▶ _SOURCE TEXT_
####

Cash Credit vs Overdraft: What is the difference?

Both are cages. One gold-plated, another regular. 

So this is how it starts. You have an idea for your business, a real multi-million dollar one. You are excited, ready to put inhuman hours and struggle to make it succeed. Your friends and family are totally with you. You potentially have a vast customer base. Nothing is going to stop you from establishing the next unicorn. You have all you need except one thing. And your business will fail in the absence of that one tangible factor: CAPITAL.

Let's face it: of course, you will put your own money into the business, and you may secure quasi capital also, but before your business becomes large enough to attract angel funding, you need debt to scale your business. And at this stage of your business, you have two options: Cash Credit and Current Account Overdraft. Let's see the instruments closely.

Cash Credit Account

Cash Credit is a short-term loan specifically designed to help small and medium-scale businesses during a liquidity crunch. Also called a Working Capital Loan, the typical duration for a Cash Credit account is 12 or fewer months. The interest rate is lower than overdrafts. The interest is charged on the utilised limit of the daily closing balance and not on the sanctioned limit.

For example, for a cash credit account, if the sanctioned limit is rupees one lakh and on one day, the maximum daily closing balance is rupees fifty thousand; then for that day, interest will be charged on a maximum of fifty thousand rupees. And not on one lakh rupees. There can be an under-utilisation clause in the agreement, where the interest can be charged if the limit is not utilised up to a specific limit. For example, if the set limit is 30% and you use less than thirty thousand for a month, you will be charged a penalty. This interest rate is considerably lower than the cash credit interest rate.

####

Items listed in a dataset:
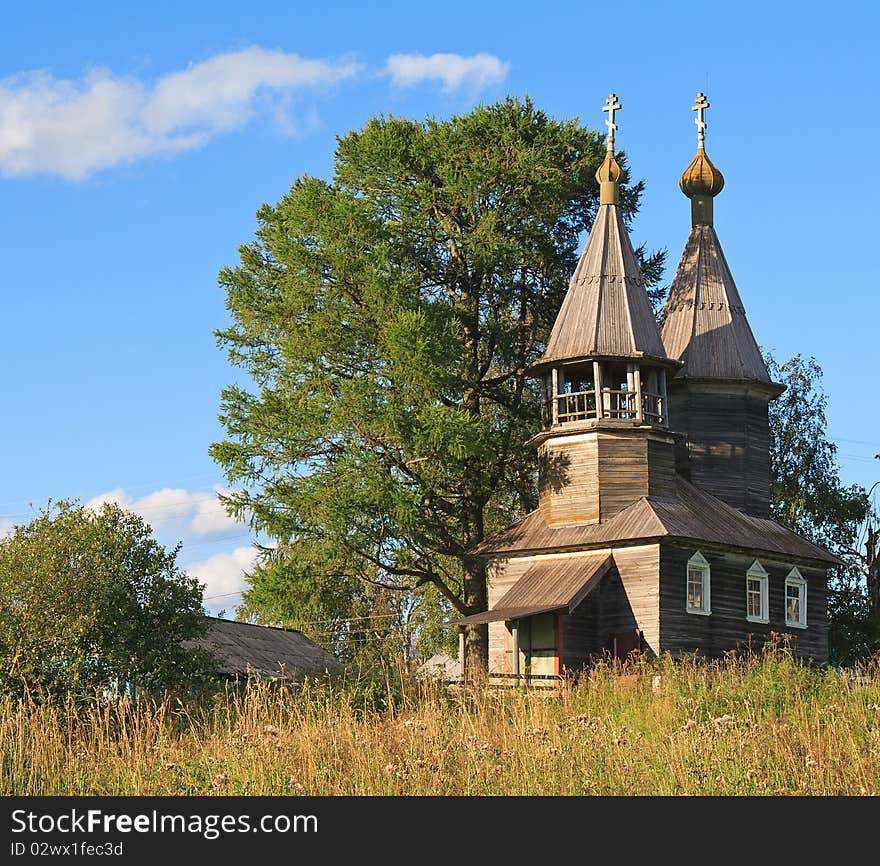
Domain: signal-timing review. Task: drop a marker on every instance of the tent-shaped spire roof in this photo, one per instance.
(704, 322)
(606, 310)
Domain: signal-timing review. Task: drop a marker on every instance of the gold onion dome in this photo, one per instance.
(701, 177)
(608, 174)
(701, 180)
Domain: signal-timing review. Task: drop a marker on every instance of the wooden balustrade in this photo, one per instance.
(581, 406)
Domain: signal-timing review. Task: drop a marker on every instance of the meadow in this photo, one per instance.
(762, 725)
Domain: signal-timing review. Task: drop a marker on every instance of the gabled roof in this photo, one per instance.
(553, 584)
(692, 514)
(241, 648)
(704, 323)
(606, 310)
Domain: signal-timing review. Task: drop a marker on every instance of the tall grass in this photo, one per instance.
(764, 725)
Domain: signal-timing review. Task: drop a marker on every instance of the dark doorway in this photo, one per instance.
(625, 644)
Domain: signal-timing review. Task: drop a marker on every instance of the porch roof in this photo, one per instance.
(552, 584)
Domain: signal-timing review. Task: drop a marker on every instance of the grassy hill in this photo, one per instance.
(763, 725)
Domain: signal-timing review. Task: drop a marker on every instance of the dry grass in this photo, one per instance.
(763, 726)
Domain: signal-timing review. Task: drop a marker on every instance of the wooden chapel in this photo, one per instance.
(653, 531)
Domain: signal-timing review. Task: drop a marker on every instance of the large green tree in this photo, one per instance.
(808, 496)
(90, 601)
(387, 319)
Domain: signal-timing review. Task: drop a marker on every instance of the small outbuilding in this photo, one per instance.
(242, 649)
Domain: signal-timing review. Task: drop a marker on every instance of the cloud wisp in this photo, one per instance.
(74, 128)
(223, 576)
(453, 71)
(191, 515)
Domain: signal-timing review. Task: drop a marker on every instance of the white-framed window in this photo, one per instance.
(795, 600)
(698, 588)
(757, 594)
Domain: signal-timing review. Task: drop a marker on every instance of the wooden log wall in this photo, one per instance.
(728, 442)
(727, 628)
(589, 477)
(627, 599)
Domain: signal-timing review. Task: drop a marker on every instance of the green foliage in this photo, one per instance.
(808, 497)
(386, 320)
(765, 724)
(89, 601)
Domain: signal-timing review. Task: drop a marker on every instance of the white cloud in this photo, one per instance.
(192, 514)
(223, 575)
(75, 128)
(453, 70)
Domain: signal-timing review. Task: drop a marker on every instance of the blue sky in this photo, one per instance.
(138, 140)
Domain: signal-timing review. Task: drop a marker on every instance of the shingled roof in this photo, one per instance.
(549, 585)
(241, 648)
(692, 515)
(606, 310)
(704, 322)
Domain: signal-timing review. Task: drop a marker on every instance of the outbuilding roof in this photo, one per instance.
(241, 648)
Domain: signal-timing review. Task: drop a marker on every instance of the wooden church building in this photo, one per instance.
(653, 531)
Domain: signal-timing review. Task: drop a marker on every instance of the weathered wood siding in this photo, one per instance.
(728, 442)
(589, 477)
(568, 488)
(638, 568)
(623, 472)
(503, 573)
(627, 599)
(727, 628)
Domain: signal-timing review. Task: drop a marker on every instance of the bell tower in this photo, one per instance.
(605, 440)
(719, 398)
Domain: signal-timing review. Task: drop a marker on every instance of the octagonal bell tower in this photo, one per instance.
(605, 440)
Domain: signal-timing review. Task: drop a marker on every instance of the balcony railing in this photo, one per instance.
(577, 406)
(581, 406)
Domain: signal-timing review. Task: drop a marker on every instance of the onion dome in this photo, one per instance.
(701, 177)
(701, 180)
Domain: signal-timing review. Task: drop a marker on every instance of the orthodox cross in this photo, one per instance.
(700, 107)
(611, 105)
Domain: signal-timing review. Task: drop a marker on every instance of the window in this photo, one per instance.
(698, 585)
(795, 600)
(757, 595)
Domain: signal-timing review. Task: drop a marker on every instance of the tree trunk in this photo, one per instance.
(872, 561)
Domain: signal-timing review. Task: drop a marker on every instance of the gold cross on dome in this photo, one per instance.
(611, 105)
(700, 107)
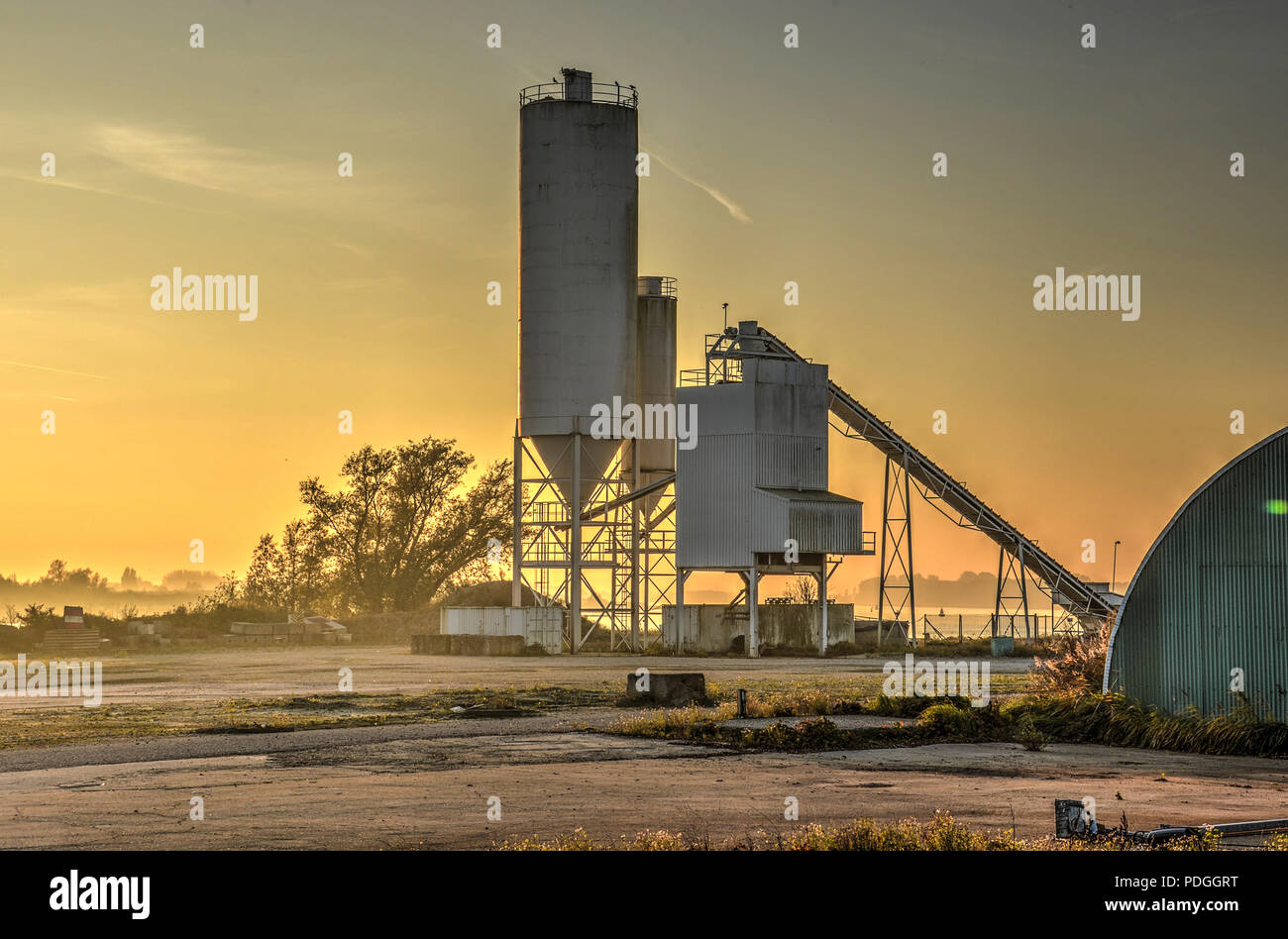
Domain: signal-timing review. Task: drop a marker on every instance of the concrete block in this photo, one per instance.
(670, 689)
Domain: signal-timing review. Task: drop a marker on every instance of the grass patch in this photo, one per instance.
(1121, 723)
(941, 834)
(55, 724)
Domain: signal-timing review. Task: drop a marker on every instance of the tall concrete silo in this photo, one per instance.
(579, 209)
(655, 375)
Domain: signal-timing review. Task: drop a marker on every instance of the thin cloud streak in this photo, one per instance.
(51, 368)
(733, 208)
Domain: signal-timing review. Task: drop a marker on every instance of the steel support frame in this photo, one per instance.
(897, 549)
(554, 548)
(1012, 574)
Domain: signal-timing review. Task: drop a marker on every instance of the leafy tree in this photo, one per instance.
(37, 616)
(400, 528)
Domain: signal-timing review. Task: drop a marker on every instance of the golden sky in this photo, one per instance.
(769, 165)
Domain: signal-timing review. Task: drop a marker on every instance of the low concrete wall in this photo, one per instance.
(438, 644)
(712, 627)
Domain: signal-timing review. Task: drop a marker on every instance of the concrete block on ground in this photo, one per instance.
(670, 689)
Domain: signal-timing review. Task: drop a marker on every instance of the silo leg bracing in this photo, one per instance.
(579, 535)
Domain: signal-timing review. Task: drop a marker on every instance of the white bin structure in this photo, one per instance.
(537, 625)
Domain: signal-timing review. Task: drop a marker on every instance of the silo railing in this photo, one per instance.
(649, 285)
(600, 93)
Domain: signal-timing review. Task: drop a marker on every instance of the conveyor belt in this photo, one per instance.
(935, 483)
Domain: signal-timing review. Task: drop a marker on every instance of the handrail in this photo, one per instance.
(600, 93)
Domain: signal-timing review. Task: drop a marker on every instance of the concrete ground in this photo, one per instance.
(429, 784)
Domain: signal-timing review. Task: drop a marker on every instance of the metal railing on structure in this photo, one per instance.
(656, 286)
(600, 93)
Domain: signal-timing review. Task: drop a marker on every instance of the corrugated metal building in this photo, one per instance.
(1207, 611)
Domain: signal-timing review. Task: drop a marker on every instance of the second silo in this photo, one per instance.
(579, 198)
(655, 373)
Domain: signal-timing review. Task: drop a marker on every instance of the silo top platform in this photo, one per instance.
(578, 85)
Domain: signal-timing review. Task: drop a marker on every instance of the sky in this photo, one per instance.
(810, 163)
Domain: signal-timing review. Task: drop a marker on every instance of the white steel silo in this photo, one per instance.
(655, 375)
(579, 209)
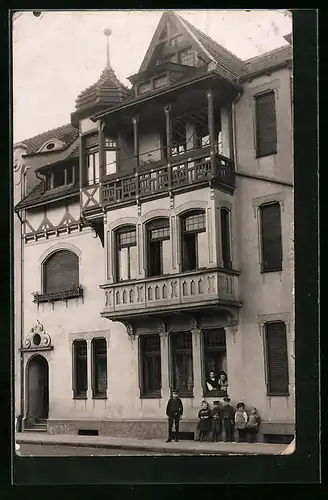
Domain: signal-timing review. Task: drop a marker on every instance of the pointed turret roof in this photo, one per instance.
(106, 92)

####

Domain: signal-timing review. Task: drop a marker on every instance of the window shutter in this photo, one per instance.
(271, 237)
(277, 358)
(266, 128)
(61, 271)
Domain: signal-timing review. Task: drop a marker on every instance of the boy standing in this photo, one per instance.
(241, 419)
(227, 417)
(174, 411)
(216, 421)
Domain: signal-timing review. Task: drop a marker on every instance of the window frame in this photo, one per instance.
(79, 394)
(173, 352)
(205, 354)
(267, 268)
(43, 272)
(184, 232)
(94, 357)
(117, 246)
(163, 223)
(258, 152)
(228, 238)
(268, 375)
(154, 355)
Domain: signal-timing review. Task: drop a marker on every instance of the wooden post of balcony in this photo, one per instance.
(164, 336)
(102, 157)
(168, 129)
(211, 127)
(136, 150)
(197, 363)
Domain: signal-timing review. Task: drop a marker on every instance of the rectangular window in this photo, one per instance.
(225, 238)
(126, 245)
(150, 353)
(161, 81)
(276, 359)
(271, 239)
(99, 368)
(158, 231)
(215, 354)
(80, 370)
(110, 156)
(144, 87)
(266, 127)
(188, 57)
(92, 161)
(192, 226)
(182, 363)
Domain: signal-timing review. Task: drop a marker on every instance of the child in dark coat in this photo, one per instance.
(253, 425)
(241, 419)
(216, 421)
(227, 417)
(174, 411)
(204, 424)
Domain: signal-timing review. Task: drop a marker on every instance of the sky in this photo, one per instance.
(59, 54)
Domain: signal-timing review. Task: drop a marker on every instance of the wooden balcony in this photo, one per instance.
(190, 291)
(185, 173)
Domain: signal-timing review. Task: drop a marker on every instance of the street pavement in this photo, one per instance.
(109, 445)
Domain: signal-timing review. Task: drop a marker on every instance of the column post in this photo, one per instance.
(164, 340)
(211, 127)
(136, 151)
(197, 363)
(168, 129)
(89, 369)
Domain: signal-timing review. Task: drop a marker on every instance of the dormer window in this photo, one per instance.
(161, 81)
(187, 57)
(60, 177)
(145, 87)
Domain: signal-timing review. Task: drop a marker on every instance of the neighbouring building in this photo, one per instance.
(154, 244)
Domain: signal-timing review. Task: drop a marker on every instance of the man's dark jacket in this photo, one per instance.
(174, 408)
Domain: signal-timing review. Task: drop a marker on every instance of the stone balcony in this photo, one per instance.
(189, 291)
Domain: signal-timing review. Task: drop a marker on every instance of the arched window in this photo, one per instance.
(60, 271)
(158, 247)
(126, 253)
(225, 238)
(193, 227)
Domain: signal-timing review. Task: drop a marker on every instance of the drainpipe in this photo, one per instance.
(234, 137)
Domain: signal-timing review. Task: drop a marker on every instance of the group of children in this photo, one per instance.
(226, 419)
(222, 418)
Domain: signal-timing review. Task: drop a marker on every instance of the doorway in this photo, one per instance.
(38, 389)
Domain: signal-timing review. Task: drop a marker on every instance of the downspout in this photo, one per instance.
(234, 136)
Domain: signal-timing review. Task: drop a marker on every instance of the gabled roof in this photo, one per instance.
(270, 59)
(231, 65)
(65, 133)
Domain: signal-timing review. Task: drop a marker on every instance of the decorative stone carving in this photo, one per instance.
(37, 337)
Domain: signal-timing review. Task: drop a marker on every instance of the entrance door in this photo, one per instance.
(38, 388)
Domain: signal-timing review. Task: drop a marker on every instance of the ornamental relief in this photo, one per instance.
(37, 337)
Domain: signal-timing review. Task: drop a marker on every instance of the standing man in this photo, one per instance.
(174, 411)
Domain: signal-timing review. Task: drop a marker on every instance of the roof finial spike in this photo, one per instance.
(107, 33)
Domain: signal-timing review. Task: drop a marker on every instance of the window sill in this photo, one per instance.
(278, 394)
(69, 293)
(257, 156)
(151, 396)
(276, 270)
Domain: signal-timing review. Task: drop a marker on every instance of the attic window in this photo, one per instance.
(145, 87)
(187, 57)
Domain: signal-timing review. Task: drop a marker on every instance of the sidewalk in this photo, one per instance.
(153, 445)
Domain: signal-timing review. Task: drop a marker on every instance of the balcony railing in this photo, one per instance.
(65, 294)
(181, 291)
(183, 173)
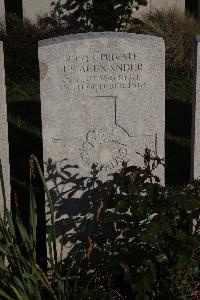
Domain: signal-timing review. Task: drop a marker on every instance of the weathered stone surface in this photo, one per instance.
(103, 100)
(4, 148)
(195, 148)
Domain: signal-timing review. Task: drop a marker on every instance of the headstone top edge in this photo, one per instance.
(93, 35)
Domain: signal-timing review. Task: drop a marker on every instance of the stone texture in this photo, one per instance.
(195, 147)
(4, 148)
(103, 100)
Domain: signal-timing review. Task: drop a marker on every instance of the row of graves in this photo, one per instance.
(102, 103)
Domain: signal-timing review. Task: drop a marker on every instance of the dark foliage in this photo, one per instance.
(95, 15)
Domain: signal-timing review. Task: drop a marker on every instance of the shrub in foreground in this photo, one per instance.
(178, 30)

####

▶ _WRITTEN EXERCISE_
Update the cash credit and overdraft text from "Both are cages." to "tangible factor: CAPITAL." by putting "traps" in place of "cages".

▶ _ANSWER TO THE EXERCISE_
Both are traps. One gold-plated, another regular. 

So this is how it starts. You have an idea for your business, a real multi-million dollar one. You are excited, ready to put inhuman hours and struggle to make it succeed. Your friends and family are totally with you. You potentially have a vast customer base. Nothing is going to stop you from establishing the next unicorn. You have all you need except one thing. And your business will fail in the absence of that one tangible factor: CAPITAL.